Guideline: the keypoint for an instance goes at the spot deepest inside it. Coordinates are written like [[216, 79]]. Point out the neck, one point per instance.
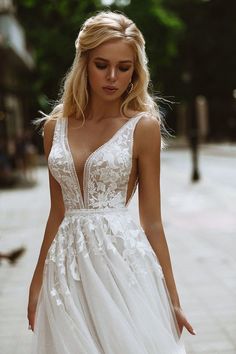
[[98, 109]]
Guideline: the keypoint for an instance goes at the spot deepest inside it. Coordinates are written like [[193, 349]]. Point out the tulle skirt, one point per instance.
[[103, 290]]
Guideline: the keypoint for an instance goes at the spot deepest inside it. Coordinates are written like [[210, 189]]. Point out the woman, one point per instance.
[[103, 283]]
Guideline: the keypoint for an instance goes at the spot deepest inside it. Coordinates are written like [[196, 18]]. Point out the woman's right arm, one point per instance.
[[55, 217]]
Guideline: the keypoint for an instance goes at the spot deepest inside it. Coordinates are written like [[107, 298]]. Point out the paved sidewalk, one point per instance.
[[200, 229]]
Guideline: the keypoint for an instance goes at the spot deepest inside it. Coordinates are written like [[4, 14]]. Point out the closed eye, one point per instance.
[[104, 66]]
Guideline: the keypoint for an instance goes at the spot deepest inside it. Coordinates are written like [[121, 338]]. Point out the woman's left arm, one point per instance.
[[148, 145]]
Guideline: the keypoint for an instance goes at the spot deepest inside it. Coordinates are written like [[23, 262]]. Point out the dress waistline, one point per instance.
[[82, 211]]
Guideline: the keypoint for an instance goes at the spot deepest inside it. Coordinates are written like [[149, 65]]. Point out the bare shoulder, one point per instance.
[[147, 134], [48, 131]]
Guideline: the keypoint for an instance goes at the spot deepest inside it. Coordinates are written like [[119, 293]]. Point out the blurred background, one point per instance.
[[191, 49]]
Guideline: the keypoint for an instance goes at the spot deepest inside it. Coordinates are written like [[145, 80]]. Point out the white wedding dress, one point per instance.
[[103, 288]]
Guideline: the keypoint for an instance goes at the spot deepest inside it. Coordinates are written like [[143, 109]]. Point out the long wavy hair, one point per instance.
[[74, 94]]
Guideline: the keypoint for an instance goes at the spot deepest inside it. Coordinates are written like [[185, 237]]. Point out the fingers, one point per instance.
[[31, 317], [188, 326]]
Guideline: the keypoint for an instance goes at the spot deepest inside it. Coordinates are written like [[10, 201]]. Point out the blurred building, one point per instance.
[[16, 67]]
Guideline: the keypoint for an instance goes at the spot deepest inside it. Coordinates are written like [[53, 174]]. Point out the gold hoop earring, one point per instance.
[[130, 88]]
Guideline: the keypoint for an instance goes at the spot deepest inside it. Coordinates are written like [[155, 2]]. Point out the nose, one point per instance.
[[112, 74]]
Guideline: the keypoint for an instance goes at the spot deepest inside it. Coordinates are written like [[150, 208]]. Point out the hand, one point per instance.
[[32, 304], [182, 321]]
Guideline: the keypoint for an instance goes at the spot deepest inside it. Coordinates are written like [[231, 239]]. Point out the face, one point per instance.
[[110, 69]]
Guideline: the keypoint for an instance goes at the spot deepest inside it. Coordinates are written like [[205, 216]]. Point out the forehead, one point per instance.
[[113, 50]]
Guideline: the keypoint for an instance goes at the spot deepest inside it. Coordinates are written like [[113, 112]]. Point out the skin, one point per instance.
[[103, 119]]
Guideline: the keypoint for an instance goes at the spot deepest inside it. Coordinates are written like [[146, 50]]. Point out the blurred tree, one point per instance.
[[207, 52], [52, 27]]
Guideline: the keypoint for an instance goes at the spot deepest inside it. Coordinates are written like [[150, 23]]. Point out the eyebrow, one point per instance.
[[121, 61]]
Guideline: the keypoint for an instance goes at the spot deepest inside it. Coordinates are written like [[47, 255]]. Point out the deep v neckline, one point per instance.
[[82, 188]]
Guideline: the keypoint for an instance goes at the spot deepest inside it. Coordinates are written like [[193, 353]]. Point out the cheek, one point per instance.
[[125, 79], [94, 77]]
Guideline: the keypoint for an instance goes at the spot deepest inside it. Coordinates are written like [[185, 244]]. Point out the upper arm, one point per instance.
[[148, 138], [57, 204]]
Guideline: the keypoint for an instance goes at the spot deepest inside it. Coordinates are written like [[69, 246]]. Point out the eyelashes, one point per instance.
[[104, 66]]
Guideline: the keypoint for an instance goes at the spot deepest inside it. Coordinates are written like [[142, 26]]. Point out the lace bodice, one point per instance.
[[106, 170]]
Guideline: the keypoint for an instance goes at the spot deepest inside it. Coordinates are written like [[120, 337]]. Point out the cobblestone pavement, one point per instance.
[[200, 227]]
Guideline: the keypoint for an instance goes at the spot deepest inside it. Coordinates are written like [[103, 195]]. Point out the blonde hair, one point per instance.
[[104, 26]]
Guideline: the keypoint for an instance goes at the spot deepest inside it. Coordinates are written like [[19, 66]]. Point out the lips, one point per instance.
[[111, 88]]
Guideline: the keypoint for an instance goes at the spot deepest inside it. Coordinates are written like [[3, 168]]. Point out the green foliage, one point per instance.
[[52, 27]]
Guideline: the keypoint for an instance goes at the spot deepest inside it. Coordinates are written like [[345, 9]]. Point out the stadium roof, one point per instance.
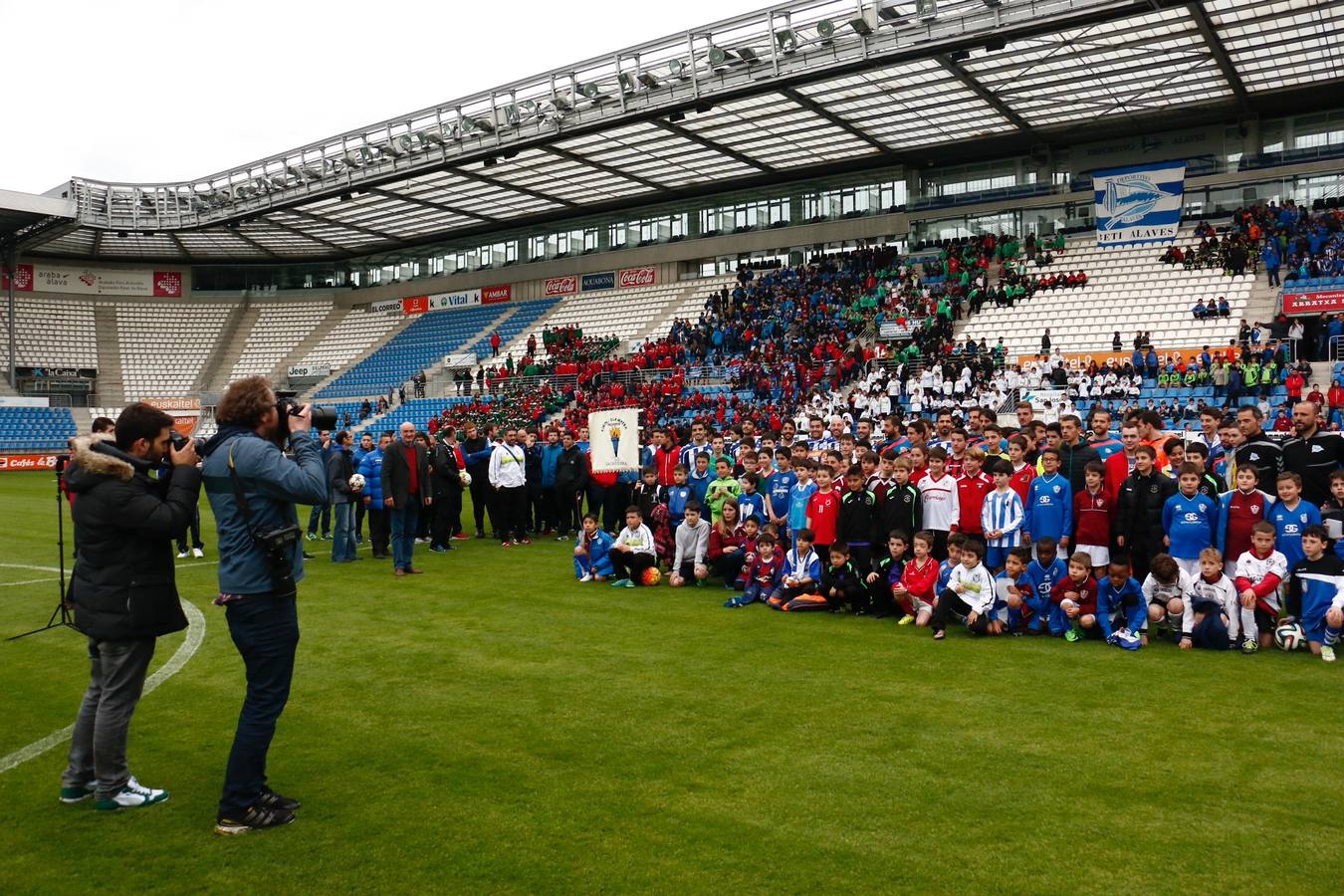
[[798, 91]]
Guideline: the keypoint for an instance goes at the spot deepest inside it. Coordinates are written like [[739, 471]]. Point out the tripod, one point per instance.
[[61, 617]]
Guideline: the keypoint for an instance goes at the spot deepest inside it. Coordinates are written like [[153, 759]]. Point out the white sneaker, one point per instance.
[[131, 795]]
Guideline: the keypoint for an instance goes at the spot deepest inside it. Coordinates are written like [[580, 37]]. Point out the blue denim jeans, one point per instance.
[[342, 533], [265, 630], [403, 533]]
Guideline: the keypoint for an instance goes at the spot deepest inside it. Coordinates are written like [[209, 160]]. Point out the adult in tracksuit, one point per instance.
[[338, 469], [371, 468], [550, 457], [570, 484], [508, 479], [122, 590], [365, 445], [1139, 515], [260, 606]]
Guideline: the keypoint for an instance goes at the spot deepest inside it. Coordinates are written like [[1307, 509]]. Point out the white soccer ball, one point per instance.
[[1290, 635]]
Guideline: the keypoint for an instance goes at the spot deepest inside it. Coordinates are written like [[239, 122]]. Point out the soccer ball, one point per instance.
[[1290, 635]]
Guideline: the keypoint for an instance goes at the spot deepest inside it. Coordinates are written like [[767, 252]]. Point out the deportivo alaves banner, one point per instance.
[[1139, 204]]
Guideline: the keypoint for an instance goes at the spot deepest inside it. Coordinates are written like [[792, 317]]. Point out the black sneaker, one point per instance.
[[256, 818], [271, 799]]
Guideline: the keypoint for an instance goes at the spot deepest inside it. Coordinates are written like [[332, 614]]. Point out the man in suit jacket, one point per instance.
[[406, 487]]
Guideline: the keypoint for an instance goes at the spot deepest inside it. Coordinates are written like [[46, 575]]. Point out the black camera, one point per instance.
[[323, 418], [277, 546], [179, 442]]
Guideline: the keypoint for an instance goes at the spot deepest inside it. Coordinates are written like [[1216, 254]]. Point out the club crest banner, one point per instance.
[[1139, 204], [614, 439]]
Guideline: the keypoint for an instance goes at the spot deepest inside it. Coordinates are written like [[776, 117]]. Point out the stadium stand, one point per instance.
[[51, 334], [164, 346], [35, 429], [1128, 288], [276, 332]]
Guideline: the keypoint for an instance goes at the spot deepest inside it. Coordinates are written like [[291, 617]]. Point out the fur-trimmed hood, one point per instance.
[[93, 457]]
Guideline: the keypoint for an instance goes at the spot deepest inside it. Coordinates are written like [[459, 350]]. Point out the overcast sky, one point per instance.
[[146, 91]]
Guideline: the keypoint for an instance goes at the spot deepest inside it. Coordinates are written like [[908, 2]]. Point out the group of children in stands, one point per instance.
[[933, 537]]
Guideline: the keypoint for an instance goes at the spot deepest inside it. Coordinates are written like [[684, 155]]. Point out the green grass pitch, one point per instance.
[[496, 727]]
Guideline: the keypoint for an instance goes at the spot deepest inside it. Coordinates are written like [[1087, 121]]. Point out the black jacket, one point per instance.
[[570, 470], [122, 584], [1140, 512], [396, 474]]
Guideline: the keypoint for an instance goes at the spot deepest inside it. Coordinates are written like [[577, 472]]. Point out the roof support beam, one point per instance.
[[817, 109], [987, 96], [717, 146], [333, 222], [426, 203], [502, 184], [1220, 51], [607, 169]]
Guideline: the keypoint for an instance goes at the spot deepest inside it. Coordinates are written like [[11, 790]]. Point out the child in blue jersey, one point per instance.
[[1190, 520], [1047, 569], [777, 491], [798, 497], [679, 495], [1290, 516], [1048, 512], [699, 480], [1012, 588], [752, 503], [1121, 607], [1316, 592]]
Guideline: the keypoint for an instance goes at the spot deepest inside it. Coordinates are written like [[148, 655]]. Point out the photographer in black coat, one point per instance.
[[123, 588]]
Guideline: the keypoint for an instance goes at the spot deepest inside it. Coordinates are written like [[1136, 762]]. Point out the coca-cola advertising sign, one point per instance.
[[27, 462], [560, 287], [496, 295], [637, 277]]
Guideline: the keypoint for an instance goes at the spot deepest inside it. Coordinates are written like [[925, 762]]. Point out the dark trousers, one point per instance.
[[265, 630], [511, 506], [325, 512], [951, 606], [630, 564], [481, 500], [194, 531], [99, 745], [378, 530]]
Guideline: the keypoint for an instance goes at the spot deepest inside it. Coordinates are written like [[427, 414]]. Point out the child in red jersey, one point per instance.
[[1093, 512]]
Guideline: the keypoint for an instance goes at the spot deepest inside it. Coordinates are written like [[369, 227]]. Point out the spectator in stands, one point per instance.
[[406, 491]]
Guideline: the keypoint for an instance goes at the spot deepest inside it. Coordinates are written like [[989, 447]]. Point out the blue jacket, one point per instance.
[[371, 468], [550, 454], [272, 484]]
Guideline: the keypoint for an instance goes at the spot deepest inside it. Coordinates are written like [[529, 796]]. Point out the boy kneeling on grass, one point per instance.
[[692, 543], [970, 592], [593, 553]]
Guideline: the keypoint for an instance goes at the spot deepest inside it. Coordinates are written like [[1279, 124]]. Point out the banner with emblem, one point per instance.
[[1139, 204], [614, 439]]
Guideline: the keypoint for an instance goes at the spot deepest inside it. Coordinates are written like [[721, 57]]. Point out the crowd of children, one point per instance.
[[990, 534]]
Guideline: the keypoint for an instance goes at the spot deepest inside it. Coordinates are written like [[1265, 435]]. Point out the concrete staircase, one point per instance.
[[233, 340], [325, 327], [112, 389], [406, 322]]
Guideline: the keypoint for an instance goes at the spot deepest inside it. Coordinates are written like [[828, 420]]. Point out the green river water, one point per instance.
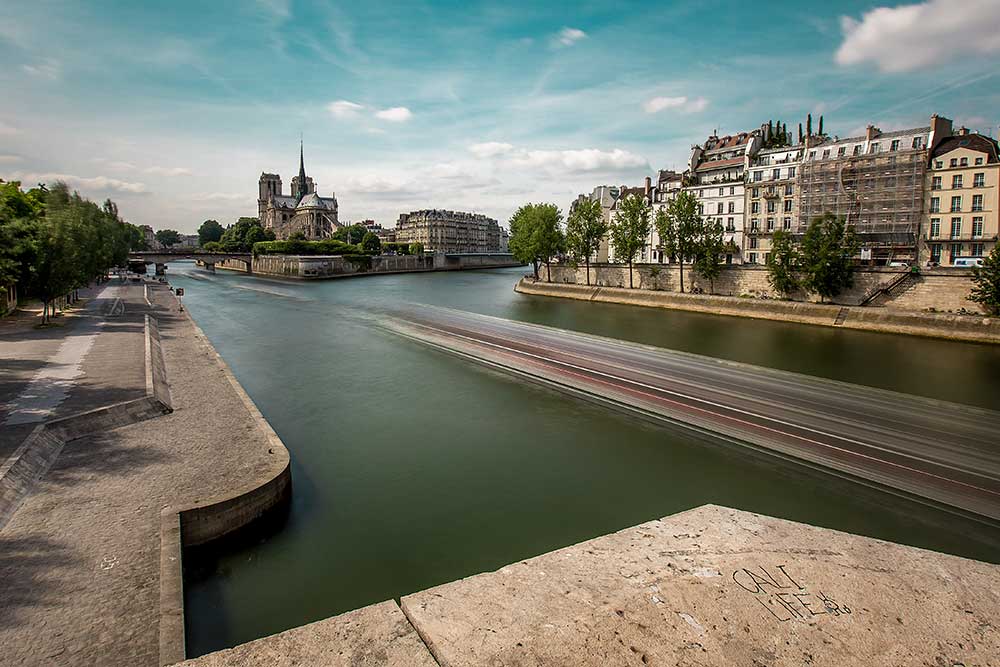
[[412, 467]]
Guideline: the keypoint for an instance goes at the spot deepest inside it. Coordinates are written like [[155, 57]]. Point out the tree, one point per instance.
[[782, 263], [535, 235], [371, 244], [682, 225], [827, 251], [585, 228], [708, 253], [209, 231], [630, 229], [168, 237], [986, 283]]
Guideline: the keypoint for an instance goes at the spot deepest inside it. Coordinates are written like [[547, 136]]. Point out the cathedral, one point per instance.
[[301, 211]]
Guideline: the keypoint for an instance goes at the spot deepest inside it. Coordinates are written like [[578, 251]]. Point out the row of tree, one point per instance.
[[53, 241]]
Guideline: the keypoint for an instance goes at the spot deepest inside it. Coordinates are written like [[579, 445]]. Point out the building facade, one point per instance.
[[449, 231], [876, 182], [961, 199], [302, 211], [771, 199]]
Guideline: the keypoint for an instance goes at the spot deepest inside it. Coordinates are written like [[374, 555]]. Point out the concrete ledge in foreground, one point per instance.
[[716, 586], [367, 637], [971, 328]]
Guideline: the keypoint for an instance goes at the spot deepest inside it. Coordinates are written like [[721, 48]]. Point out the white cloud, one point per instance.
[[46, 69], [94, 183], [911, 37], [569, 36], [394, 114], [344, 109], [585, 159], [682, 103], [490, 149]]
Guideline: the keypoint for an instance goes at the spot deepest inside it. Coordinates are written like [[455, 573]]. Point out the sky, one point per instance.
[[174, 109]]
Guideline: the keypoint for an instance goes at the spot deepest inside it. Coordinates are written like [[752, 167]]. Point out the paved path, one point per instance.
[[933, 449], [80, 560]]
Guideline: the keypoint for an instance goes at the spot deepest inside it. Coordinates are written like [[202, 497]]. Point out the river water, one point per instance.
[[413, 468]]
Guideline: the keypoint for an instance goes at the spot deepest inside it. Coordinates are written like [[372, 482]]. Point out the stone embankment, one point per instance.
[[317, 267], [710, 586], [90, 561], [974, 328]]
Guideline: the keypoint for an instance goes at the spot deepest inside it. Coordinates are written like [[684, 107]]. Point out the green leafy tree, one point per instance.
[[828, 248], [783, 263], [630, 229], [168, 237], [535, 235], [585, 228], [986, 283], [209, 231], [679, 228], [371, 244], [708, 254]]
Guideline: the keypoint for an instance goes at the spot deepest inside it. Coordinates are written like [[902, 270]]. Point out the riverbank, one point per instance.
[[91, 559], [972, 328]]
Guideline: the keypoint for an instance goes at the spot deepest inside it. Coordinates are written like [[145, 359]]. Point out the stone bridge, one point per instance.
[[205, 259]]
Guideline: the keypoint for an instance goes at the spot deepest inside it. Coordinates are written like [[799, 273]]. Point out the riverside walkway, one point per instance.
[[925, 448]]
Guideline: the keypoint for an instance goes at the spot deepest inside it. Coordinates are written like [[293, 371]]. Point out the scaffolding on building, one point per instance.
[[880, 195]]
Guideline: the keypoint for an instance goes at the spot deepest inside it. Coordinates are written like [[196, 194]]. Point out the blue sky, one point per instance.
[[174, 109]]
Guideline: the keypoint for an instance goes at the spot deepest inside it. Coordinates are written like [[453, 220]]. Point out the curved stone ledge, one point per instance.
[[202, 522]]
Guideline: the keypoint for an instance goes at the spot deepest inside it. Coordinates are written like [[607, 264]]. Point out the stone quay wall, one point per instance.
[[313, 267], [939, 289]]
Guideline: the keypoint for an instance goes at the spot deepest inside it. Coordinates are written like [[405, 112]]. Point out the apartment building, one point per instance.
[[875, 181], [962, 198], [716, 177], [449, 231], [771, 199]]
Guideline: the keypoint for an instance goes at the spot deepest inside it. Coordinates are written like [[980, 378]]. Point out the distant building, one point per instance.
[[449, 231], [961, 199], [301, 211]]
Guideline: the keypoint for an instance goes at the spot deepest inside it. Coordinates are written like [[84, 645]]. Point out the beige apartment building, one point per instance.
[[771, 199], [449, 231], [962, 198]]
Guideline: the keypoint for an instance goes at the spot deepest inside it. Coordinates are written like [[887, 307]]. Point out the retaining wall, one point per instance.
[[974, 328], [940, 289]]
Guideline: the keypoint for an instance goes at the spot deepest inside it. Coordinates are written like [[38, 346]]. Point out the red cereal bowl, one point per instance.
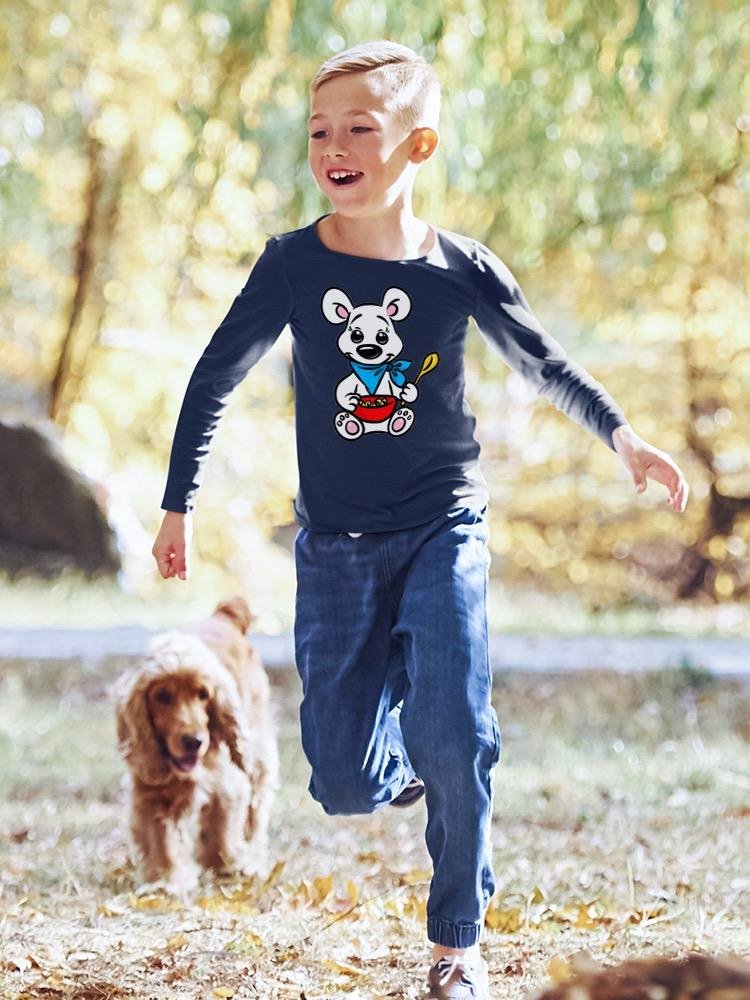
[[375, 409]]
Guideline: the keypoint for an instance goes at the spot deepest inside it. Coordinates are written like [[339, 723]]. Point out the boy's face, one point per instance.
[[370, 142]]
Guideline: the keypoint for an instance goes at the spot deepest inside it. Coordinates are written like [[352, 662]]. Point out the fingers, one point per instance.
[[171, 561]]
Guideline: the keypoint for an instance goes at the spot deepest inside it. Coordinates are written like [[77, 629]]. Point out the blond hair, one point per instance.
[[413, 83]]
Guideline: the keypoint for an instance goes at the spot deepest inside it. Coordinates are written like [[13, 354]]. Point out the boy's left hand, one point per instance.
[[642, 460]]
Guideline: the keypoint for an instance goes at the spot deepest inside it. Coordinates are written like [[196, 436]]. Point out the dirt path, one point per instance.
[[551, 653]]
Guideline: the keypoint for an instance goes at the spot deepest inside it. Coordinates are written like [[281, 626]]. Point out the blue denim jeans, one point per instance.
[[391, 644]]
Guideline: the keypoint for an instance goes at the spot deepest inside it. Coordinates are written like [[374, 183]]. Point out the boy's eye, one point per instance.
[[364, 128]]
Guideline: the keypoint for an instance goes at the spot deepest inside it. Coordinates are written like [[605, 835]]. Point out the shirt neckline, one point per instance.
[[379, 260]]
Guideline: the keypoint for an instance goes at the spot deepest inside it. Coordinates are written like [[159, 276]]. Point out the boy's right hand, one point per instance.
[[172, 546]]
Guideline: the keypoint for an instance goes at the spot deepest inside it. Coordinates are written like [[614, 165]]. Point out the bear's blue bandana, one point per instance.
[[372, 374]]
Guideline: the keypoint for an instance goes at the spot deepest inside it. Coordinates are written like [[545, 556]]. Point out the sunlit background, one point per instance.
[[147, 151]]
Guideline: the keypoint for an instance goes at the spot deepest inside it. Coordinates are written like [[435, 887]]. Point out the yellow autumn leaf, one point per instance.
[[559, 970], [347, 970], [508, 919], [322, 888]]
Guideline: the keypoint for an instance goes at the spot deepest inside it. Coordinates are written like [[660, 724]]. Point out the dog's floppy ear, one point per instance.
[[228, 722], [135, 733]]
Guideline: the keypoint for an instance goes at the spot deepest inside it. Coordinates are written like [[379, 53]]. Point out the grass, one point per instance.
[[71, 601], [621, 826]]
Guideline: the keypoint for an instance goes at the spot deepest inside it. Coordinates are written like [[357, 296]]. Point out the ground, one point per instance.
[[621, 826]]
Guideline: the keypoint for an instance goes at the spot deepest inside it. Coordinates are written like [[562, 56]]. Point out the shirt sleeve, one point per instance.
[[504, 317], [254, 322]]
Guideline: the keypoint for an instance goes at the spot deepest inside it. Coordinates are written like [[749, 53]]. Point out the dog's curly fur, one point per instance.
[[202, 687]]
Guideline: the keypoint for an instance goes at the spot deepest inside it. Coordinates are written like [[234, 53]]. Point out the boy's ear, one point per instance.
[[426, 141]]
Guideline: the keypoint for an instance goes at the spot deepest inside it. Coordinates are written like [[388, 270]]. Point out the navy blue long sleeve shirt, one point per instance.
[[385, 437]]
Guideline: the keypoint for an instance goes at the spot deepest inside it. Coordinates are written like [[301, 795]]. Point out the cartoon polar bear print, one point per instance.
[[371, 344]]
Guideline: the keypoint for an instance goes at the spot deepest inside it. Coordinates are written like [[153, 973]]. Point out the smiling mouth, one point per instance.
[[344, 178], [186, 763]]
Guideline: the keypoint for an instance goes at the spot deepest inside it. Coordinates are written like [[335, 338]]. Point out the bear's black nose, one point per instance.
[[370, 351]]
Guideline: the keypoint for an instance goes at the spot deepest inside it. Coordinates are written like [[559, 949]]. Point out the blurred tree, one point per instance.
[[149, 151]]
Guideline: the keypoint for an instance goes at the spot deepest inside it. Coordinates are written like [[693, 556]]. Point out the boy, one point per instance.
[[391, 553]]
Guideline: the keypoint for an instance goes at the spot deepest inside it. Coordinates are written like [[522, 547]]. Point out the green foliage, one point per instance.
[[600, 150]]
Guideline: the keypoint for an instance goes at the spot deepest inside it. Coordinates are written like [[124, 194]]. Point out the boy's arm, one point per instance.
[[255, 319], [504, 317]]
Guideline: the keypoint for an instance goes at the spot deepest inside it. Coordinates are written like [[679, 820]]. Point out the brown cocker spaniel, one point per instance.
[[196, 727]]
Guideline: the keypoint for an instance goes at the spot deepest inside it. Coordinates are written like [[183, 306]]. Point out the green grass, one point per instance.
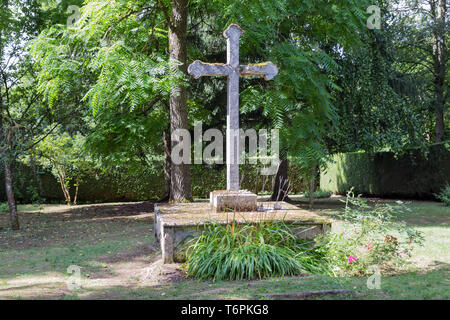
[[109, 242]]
□ □ □ □
Exercise prompt: Repeat the data above from the line that contains "like [[580, 37]]." through the line that contains "[[1139, 204]]", requests included. Shift every coordinate in the answers by -81.

Answer to this task:
Guideline: the keypoint for an instance goes at the spot deepest inside it. Coordinates are written like [[580, 37]]. Point out the blue denim jeans, one point per instance.
[[261, 452], [184, 549], [322, 452]]
Guideline: the keypoint for an instance goes at the spot deepest inside it. Coordinates are written like [[209, 160]]. Point out the adult in tracksuit, one point per instance.
[[257, 388], [290, 387], [469, 376], [489, 403], [427, 398], [41, 509], [284, 364], [1058, 434], [179, 525]]
Guideline: the keypoint for an instance goes at the spot deepest inside it. Coordinates are written like [[1307, 509]]. Point out the white soccer ball, one point per instance.
[[1209, 554]]
Guideline: the keypoint for an instance goes at the spot deepest inside it. Coordinates are written like [[239, 122]]. Point out the soccer ball, one point per instance.
[[1209, 554]]
Guideline: the keypoint for an instance goes at the spot deepest inside it. Coordinates are written like [[767, 252]]. Point out the deportivo alaves banner, one point per instance.
[[1058, 123]]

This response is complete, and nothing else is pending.